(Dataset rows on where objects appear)
_ _ _
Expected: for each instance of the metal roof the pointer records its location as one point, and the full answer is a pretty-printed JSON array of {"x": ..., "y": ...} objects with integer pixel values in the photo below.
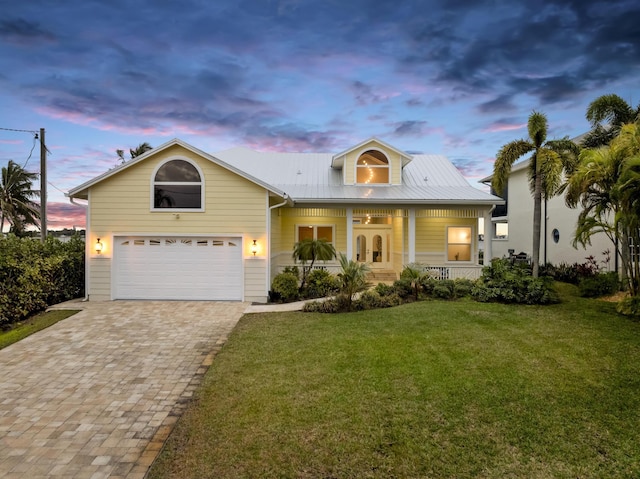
[{"x": 309, "y": 178}]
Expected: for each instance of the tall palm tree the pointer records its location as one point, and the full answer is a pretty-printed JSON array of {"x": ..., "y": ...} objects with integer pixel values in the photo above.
[
  {"x": 141, "y": 149},
  {"x": 606, "y": 184},
  {"x": 546, "y": 165},
  {"x": 16, "y": 198},
  {"x": 615, "y": 112},
  {"x": 312, "y": 250}
]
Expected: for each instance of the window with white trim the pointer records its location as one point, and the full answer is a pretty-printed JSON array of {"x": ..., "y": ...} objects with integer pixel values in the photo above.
[
  {"x": 315, "y": 232},
  {"x": 372, "y": 168},
  {"x": 459, "y": 243},
  {"x": 177, "y": 184}
]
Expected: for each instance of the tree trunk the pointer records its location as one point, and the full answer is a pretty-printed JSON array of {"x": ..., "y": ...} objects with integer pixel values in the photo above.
[{"x": 537, "y": 214}]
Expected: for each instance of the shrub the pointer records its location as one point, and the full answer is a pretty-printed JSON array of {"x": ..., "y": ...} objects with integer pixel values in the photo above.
[
  {"x": 328, "y": 306},
  {"x": 512, "y": 283},
  {"x": 35, "y": 275},
  {"x": 321, "y": 283},
  {"x": 462, "y": 287},
  {"x": 285, "y": 285},
  {"x": 384, "y": 289},
  {"x": 629, "y": 306},
  {"x": 371, "y": 299},
  {"x": 403, "y": 288},
  {"x": 442, "y": 291},
  {"x": 602, "y": 284},
  {"x": 294, "y": 270}
]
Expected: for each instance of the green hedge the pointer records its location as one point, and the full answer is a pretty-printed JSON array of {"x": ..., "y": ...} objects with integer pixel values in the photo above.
[{"x": 34, "y": 275}]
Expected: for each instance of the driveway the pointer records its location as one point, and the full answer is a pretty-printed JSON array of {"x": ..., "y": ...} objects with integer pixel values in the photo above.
[{"x": 96, "y": 395}]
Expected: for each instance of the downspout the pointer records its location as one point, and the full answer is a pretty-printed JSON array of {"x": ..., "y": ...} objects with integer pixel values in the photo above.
[
  {"x": 287, "y": 200},
  {"x": 546, "y": 225},
  {"x": 86, "y": 249},
  {"x": 488, "y": 239}
]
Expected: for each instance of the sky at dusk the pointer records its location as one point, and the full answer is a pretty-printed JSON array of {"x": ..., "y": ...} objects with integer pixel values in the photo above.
[{"x": 453, "y": 77}]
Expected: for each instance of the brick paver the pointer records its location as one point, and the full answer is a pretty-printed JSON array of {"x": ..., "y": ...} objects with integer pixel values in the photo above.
[{"x": 96, "y": 395}]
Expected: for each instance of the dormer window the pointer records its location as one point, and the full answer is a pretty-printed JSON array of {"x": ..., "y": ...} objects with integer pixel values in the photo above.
[
  {"x": 372, "y": 168},
  {"x": 177, "y": 184}
]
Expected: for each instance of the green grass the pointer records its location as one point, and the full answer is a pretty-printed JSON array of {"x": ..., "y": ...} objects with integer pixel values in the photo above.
[
  {"x": 432, "y": 389},
  {"x": 32, "y": 325}
]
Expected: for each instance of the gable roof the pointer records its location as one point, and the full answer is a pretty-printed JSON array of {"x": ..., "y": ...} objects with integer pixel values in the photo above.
[
  {"x": 81, "y": 191},
  {"x": 337, "y": 161},
  {"x": 310, "y": 178}
]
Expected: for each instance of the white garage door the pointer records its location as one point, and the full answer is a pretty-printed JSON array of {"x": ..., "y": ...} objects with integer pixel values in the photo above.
[{"x": 178, "y": 268}]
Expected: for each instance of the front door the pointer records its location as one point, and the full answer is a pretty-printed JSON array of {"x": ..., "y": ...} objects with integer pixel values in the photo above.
[{"x": 372, "y": 244}]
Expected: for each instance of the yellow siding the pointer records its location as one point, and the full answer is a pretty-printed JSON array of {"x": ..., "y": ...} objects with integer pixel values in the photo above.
[
  {"x": 395, "y": 163},
  {"x": 121, "y": 204},
  {"x": 100, "y": 271}
]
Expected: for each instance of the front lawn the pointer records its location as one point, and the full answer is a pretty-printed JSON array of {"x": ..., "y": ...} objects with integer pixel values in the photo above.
[
  {"x": 431, "y": 389},
  {"x": 32, "y": 325}
]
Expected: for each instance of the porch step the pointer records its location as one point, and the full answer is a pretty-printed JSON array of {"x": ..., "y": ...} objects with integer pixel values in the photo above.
[{"x": 382, "y": 276}]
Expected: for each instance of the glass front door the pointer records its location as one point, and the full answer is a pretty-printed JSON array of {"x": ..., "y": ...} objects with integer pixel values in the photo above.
[{"x": 373, "y": 246}]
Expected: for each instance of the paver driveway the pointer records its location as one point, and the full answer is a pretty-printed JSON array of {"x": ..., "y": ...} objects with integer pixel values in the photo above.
[{"x": 95, "y": 395}]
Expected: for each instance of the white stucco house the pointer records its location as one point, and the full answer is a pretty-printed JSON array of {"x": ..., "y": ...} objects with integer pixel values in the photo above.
[{"x": 511, "y": 226}]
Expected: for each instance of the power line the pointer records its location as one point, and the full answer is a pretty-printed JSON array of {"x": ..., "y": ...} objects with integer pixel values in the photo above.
[{"x": 23, "y": 131}]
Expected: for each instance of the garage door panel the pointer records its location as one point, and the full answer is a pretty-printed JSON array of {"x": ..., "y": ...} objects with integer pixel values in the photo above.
[{"x": 178, "y": 268}]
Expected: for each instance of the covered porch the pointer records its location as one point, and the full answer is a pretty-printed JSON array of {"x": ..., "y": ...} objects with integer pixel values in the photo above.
[{"x": 443, "y": 238}]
_ _ _
Exactly reproduce the lines from the one containing "Expected: for each instance of the paver" through the end of the records, and only those lines.

Expected: for each instance of the paver driveway the pointer records its location as one point, and the full answer is a pretty-printed JSON array of {"x": ..., "y": ...} objects with integer pixel values in the photo above.
[{"x": 95, "y": 395}]
Expected: for each instance of the white stucco house the pointer records its location as one point, and the full answer is a pretty-printed JSON array of {"x": ..., "y": ...} objects with integer pixel values in the photo above.
[{"x": 511, "y": 226}]
Expected: for each instance of the power line the pointer records its location as one point, and the full answer is a pretty-printed JSON array of {"x": ..., "y": ...} objects with integer pixel values in the photo above.
[{"x": 23, "y": 131}]
Expected: for each instance of the garage door panel the pointer records its location as one point, and the full answer is a pretty-printed JSON array of {"x": ..., "y": ...} objects with integer pixel values in the photo above.
[{"x": 178, "y": 268}]
Expected: for each instance of the covered porch the pointer records its location as one point, and the full answer is a pretty-printed JSON array of {"x": ..., "y": ...} objects with integer pixel values in the photo above.
[{"x": 443, "y": 238}]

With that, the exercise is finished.